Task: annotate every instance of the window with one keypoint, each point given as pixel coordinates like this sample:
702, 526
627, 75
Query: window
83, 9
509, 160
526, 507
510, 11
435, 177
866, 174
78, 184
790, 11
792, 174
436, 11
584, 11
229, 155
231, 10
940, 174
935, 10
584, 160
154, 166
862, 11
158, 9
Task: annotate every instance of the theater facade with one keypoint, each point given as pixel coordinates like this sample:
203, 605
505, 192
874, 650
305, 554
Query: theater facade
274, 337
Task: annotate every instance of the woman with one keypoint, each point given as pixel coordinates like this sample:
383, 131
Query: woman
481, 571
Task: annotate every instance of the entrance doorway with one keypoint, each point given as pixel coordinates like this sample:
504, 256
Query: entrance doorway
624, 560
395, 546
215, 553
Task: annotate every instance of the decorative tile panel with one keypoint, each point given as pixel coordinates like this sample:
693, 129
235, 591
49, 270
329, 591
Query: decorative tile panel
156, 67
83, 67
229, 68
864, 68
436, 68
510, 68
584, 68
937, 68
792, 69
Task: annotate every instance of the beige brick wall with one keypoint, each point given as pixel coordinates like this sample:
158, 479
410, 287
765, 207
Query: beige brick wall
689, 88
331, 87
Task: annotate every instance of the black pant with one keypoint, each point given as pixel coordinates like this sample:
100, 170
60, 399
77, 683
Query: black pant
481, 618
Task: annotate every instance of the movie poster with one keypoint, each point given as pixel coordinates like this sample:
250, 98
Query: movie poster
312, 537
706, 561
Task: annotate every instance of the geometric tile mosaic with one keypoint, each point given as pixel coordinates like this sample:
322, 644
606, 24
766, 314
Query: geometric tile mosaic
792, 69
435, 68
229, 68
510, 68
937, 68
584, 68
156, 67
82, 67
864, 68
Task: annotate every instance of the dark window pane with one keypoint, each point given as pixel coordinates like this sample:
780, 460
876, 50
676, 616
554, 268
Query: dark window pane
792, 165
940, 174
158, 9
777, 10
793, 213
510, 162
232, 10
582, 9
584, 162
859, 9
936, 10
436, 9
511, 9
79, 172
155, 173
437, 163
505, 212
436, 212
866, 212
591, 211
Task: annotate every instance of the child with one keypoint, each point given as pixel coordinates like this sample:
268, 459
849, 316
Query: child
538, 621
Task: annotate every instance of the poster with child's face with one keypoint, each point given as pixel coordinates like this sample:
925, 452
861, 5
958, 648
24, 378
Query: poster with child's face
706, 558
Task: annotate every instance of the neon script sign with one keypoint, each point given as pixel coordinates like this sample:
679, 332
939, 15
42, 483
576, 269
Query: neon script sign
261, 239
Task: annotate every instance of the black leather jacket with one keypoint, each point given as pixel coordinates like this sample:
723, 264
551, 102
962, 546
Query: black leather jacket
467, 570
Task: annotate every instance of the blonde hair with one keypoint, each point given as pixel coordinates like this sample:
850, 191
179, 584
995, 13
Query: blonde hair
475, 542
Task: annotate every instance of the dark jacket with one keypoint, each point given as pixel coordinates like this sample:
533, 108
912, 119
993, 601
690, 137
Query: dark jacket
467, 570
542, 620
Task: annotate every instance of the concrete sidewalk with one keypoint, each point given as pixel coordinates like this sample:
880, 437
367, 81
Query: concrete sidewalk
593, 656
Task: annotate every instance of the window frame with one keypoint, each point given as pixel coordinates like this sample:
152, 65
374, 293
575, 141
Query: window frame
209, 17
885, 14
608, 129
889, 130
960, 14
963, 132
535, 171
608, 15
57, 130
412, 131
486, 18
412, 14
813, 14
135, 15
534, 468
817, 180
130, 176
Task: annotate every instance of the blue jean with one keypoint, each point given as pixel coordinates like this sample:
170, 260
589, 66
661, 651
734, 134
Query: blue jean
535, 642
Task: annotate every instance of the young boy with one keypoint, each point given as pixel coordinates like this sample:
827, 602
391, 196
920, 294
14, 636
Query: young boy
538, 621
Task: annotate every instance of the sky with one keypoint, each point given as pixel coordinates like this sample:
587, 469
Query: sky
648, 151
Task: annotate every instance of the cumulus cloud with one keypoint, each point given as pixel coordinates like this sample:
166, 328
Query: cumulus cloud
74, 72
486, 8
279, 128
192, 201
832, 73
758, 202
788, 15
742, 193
== == ==
§ What the task requires
Please quote every one of the items above word for word, with nothing left out or changed.

§ Answer for the task
Task: annotate every instance of the window with one keypoint, each point given as pixel coordinates like this sample:
702, 526
627, 75
Query: window
83, 9
509, 160
526, 507
510, 11
435, 177
866, 174
78, 184
790, 11
792, 174
436, 11
584, 11
229, 155
231, 10
940, 174
935, 10
584, 160
154, 166
862, 11
158, 9
Task: annotate every instance of the theater facade with one keypoint, each point given as pixel coordinates like this sample:
203, 605
505, 192
874, 650
305, 554
Query: theater facade
274, 337
Task: annotate every instance of the woman with one keypoint, each point given as pixel coordinates like this sample:
383, 131
Query: woman
481, 571
Task: annotate every instance of the entrance doorway with one keypoint, each point given as pixel coordinates like this sample:
504, 256
Query: entrance doorway
624, 560
395, 546
215, 553
Task: annotate every instance of the decorative tile panel with one keypoint, each point given as pixel coordinates like this sample:
693, 129
235, 591
49, 270
329, 591
Query: decorative tile panel
156, 67
83, 67
229, 68
864, 68
436, 68
510, 68
584, 68
937, 68
792, 69
Task: annotate every instance of the beige brick wall with one keypoint, each point given as pixel coordinates like this sample:
158, 479
410, 287
765, 207
Query: beige brick wall
689, 88
331, 87
Task: annotate every instance of the black pant with one keypoint, each point given as pixel coordinates like this sample:
100, 170
60, 399
77, 683
Query: black pant
481, 618
Task: annotate every instance of the movie poster with one keypoint, each point given as pixel coordinates like this sample:
250, 98
Query: movie poster
312, 537
706, 561
Task: annotate every instance of the geometric tile mosaic with one keypoint, each point given as pixel coordinates like this sample:
322, 644
606, 24
766, 314
Query: geometric tile mosaic
792, 69
435, 68
229, 68
510, 68
937, 68
584, 68
156, 67
82, 67
864, 68
Task: annotate every instance of the dark window pane with one keypoint, each point given as pixel coordinates like this sample:
780, 460
876, 50
676, 616
554, 268
Query: dark window pane
792, 165
940, 174
158, 9
777, 10
793, 213
510, 162
232, 10
582, 9
584, 162
859, 9
936, 10
436, 9
511, 9
79, 172
155, 173
437, 163
505, 212
436, 212
866, 212
591, 211
Task: annotate every instance of the child with one keypoint, each point given as pixel coordinates like this sample:
268, 459
849, 316
Query: child
538, 621
Task: annotate every instance of the poster with child's face with one keypoint, each point given as pixel coordinates like this sample:
925, 452
861, 5
958, 648
24, 378
Query: poster with child's face
706, 558
Task: annotate every instance of the neon script sign with one keypoint, each point given as pixel coordinates like this sample:
679, 332
939, 15
42, 483
576, 269
Query: neon script sign
261, 239
Task: annotate every instance of the black leather jacket with one keypoint, each point given as pixel coordinates like this sample:
723, 264
551, 102
962, 546
Query: black leather jacket
467, 570
Task: annotate every instance of the blonde hair with one keypoint, each point given as pixel coordinates like this sample:
850, 191
179, 584
995, 13
Query: blonde hair
475, 542
Task: annotate every instance of the dark jacket with one keypoint, each point given as pixel coordinates like this sample:
533, 108
912, 119
993, 601
690, 137
Query: dark jacket
467, 570
542, 620
Task: annotate every instance of the concrete sidewalk with one keypoint, each point given as pixel coordinates like this sample:
880, 437
367, 81
Query: concrete sidewalk
593, 656
Task: annotate every instance of the window frame with one keypoint, each point given as pixel coordinates like this sample:
152, 65
374, 293
575, 141
Query: window frame
209, 17
885, 14
608, 129
889, 130
960, 14
963, 132
535, 171
608, 15
57, 130
412, 131
486, 18
412, 14
813, 14
135, 15
534, 468
817, 180
130, 176
Task: annotate every instance of the blue jean with one keypoint, each point given as pixel coordinates like this sample:
170, 260
589, 66
661, 651
734, 134
Query: blue jean
535, 642
Task: annotate every instance of the young boy with one keypoint, each point given as pixel coordinates like this sample:
827, 602
391, 196
920, 294
14, 636
Query: young boy
538, 621
Task: annotate every instance of the sky with one keypoint, each point given as pixel coordinates like this sample:
587, 469
Query: sky
648, 151
Task: annotate every instance of the cumulus cloud with one keypoint, each point given as pixel coordinates like this sample:
166, 328
Query: cumulus cloud
74, 72
486, 8
279, 128
192, 201
832, 73
758, 202
788, 15
742, 193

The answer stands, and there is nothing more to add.